* [Stated exercise] In full and without alteration, give the listing again.

:: Data section ::

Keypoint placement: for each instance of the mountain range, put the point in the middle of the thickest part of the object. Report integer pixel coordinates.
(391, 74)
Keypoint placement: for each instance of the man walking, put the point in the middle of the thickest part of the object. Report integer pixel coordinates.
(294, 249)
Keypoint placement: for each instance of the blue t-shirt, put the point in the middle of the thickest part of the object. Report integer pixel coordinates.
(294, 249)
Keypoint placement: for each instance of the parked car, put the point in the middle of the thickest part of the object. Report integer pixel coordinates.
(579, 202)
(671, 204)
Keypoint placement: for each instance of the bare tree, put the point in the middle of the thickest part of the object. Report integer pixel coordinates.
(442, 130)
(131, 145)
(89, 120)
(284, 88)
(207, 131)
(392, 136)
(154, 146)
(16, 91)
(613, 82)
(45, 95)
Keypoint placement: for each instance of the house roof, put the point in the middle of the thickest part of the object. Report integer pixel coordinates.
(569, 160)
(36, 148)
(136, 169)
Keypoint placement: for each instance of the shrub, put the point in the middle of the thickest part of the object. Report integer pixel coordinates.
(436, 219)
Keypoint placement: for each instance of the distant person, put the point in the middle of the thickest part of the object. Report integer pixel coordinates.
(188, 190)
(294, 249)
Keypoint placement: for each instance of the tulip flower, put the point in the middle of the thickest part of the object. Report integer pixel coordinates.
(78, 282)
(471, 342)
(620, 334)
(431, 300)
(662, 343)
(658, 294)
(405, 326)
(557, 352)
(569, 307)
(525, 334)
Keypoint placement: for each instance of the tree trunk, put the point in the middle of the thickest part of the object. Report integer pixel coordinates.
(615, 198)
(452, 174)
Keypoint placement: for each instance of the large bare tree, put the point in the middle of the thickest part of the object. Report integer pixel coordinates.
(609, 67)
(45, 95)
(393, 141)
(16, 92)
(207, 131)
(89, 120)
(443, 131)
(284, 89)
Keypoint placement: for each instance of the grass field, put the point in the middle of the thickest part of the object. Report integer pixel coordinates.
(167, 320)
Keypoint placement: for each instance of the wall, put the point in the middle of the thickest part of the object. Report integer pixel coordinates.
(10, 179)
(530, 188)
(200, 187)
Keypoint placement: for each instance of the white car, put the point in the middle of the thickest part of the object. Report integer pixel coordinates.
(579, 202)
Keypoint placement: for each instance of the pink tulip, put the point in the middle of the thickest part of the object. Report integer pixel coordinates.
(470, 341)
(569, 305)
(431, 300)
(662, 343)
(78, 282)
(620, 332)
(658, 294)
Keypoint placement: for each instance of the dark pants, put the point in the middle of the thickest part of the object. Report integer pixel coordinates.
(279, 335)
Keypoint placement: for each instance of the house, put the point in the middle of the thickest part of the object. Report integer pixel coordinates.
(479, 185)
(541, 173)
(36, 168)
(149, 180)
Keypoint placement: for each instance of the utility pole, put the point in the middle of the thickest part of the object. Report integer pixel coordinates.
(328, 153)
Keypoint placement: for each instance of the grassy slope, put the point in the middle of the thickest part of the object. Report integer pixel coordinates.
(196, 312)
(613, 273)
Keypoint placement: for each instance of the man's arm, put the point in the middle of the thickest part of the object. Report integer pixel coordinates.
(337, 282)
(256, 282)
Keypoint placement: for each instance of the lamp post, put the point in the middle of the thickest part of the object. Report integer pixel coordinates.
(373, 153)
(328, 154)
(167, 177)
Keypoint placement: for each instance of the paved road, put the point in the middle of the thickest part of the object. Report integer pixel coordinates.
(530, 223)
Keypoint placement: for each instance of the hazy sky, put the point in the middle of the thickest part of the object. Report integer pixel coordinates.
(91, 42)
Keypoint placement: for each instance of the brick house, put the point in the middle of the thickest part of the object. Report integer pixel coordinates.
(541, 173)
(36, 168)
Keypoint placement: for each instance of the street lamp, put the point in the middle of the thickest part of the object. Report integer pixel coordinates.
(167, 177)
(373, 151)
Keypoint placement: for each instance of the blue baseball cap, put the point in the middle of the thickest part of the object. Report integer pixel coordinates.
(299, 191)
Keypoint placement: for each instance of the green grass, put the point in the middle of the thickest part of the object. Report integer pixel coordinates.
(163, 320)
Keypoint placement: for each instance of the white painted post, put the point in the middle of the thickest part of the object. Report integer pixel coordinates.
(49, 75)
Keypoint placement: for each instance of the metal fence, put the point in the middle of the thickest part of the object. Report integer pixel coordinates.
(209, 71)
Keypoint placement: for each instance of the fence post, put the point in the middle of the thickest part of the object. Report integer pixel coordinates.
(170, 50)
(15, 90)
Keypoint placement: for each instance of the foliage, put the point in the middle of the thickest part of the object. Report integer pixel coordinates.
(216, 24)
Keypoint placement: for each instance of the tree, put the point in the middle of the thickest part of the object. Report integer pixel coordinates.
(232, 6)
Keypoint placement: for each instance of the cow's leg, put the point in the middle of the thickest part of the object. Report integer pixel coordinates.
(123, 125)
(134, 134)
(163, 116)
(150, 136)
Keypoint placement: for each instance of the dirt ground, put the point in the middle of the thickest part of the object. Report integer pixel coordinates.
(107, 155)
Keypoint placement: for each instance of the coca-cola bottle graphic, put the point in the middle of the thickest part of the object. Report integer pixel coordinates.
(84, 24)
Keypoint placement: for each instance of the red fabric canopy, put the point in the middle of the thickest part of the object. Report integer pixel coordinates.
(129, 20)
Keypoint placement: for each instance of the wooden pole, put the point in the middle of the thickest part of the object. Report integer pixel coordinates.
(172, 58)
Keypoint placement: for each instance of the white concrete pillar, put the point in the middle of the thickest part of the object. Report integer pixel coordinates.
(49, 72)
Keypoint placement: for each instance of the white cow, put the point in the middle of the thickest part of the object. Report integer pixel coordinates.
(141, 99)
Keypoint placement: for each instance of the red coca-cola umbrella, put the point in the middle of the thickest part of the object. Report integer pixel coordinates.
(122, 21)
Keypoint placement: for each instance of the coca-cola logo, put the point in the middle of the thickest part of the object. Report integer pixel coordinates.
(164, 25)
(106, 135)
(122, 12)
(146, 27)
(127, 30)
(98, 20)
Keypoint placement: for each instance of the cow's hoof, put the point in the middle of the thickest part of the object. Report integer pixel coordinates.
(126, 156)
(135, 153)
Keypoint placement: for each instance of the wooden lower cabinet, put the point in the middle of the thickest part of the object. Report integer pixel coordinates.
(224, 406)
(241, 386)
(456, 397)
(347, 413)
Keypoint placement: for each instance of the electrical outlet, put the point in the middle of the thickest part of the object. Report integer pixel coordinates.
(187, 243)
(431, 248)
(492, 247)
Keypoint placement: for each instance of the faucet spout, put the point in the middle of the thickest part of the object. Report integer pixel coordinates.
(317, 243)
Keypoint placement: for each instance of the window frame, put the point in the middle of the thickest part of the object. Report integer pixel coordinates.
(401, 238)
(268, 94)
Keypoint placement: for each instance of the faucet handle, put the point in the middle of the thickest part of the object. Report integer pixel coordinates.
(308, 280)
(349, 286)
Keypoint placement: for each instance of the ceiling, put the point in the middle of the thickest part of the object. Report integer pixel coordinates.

:::

* [Exercise solution]
Keypoint placement: for each instance of the mountain range, put the point in the middle of the thickest part of the object. Report integer pixel coordinates.
(391, 74)
Keypoint placement: for each instance of the man walking, put the point in the middle of the thickest part of the object. Report integer pixel coordinates.
(294, 249)
Keypoint placement: for each instance of the blue t-shirt, put the point in the middle of the thickest part of the object. Report integer pixel coordinates.
(294, 249)
Keypoint placement: for each instance of the parked car, put the point in the middle of the thickest part of the object. Report integer pixel coordinates.
(579, 202)
(671, 204)
Keypoint placement: for each instance of the bare tree, put the point in the middle of the thickest part of the object. Report integer pixel coordinates.
(442, 130)
(131, 145)
(89, 120)
(284, 88)
(207, 131)
(392, 136)
(154, 146)
(16, 91)
(613, 82)
(45, 95)
Keypoint placement: for each instance of the house roof, put the point in the middle of the thickest part of the object. Report integer pixel coordinates.
(569, 160)
(36, 148)
(136, 169)
Keypoint placement: for each instance of the shrub, put the point in the middle of the thickest part of the object. Report integer pixel coordinates.
(436, 219)
Keypoint placement: for each instance of the distant person, put the point in the middle of the thickest part of the object. Report integer pixel coordinates.
(188, 190)
(294, 249)
Keypoint placement: for each instance of the tulip flower, put the point in the middle of the thickest part of the object. Report integer pixel coordinates.
(78, 282)
(471, 342)
(620, 334)
(431, 300)
(662, 343)
(658, 294)
(405, 326)
(557, 352)
(569, 307)
(525, 334)
Keypoint placement: for each instance of the tree trunk, put the point in the middle of the thickest part of the object. Report integer pixel coordinates.
(615, 198)
(452, 174)
Keypoint placement: for each instance of the large bare tree, put the point in the middle of the thickest part of the object. Report integer pixel coordinates.
(609, 67)
(45, 95)
(393, 141)
(16, 92)
(207, 131)
(89, 120)
(443, 131)
(284, 89)
Keypoint placement: for each instance of the grass field, put the point in the middle of the thickest part of the object. Report integer pixel coordinates.
(167, 320)
Keypoint placement: for each instance of the wall, put the point in the middle of the thickest part of the object. Report integer pixel coordinates.
(10, 179)
(530, 188)
(200, 187)
Keypoint placement: for each instance of the white car, put the point in the middle of the thickest part of the object. Report integer pixel coordinates.
(579, 202)
Keypoint placement: for each instance of the pink tulip, put the point in the middle of the thickest part of the object. Report integer pixel coordinates.
(470, 341)
(569, 305)
(431, 300)
(662, 343)
(78, 282)
(620, 332)
(658, 294)
Keypoint placement: for each instance of the dark pants, put the point in the middle of the thickest part of the object. Report integer pixel coordinates.
(279, 335)
Keypoint placement: for each instance of the house, put the point in the middle of the thickest part of the object. Report integer pixel coordinates.
(479, 185)
(541, 173)
(36, 168)
(149, 180)
Keypoint placement: for each instance of the utility pole, put the point in the middle of the thickest part of the object. Report integer pixel coordinates.
(328, 153)
Keypoint placement: for each instance of the grassy slope, put the point in the middle of the thickest part of the object. Report integer pixel coordinates.
(196, 312)
(613, 273)
Keypoint placement: for each instance of the man's arm, put the point in the middle of the thickest part of the object. Report integer pixel coordinates.
(337, 282)
(256, 282)
Keypoint placement: for each instance of the lamp post, put the point in the middle of the thickest part of the object. Report integer pixel coordinates.
(373, 153)
(328, 154)
(167, 177)
Keypoint placement: for each instance of the paved road, put the point in the middle of the thickest part of the object. Report integer pixel coordinates.
(530, 223)
Keypoint placement: for each instance of the hazy sky, put the point in the middle of the thickest part of the object. Report integer pixel coordinates.
(91, 42)
Keypoint placement: for each instance of the brick house, put the point in the middle of the thickest part of the object. Report integer pixel coordinates.
(541, 173)
(36, 168)
Keypoint placement: for each instance of the street lamp, put the point in the middle of the thickest part of the object. Report integer pixel coordinates.
(167, 177)
(373, 151)
Keypoint placement: for each instance of the blue baseball cap, put the point in the middle of the thickest part of the object. Report integer pixel coordinates.
(299, 191)
Keypoint placement: for each instance of the green grass, put the point in the middle of the thickest part of the object. Report integer pixel coordinates.
(163, 320)
Keypoint placement: for each instance of the white painted post, put the point in the middle of the thickest part of the object. Report integer pixel coordinates.
(49, 75)
Keypoint placement: for each instance of the metal fence, put the point in the middle of the thickest part of the object. Report integer pixel coordinates.
(209, 71)
Keypoint placement: for each instance of the fence post, put the point in the middle of the thickest part of the object. Report integer pixel coordinates.
(170, 50)
(15, 90)
Keypoint placement: for each instance of the foliage, put the point in the middle of the thickest part of the object. Report integer pixel coordinates.
(216, 24)
Keypoint placement: for each instance of the tree, put the point in the middle of the thickest part of the object. Report integer pixel coordinates.
(232, 6)
Keypoint placement: for each instance of the cow's leg, put the point in the middle of the thickest part of the object. Report integer pixel coordinates.
(123, 125)
(134, 134)
(163, 116)
(150, 136)
Keypoint placement: for each instance of the dirt ground, put the point in the middle of the thickest part of the object. Report integer pixel coordinates.
(107, 155)
Keypoint placement: for each instance of the coca-cola bottle graphic, put the point in the middle of the thickest part of the object. Report integer pixel coordinates.
(84, 24)
Keypoint placement: for each instance of the red fabric canopy, put the point in the middle of the thickest part of the object. Report integer pixel coordinates.
(129, 20)
Keypoint placement: for each instance of the wooden pole, put the point in the middle of the thickest part of the object. Report integer pixel coordinates.
(172, 58)
Keypoint placement: for each instance of the white concrete pillar, put the point in the middle of the thickest part of the object. Report integer pixel coordinates.
(49, 72)
Keypoint placement: for each instance of the white cow, put the point in the middle of the thickest part of the object. Report integer pixel coordinates.
(141, 99)
Keypoint placement: for each instance of the red coca-cola umbrella, put the point in the middle of the thickest part of the object. Report integer pixel coordinates.
(122, 21)
Keypoint placement: for each instance of the coca-cola logo, put the point in the middle of the thickest part of the object. Report integer pixel coordinates.
(164, 25)
(106, 135)
(122, 12)
(146, 27)
(127, 30)
(98, 20)
Keypoint placement: for each instance of the cow's hoof, put the point in the middle of the thickest part of the object. Report integer pixel coordinates.
(126, 156)
(135, 153)
Keypoint placement: for each instance of the wooden lower cabinet, put the point in the middle of the thickest part of the object. Report integer pixel coordinates.
(224, 406)
(241, 386)
(456, 397)
(347, 413)
Keypoint placement: for each instance of the electrical outlet, put the point in the middle of the thickest part of the object. Report integer pixel coordinates.
(187, 243)
(431, 248)
(492, 247)
Keypoint placement: for each instance of the faucet spout, put the point in the middle of the thickest part of the object. Report integer pixel coordinates.
(317, 243)
Keypoint placement: for each instance of the window frame, put the point in the middle of the thickest part of the object. Report integer pixel coordinates.
(401, 238)
(268, 94)
Keypoint placement: for each instance of the faucet handle, put the point in the middle of the thickest part of the object. Report integer pixel coordinates.
(308, 280)
(349, 286)
Keypoint placement: for each instance of the ceiling, put the point in the middle of the thickest part of the object. Report integer pixel coordinates.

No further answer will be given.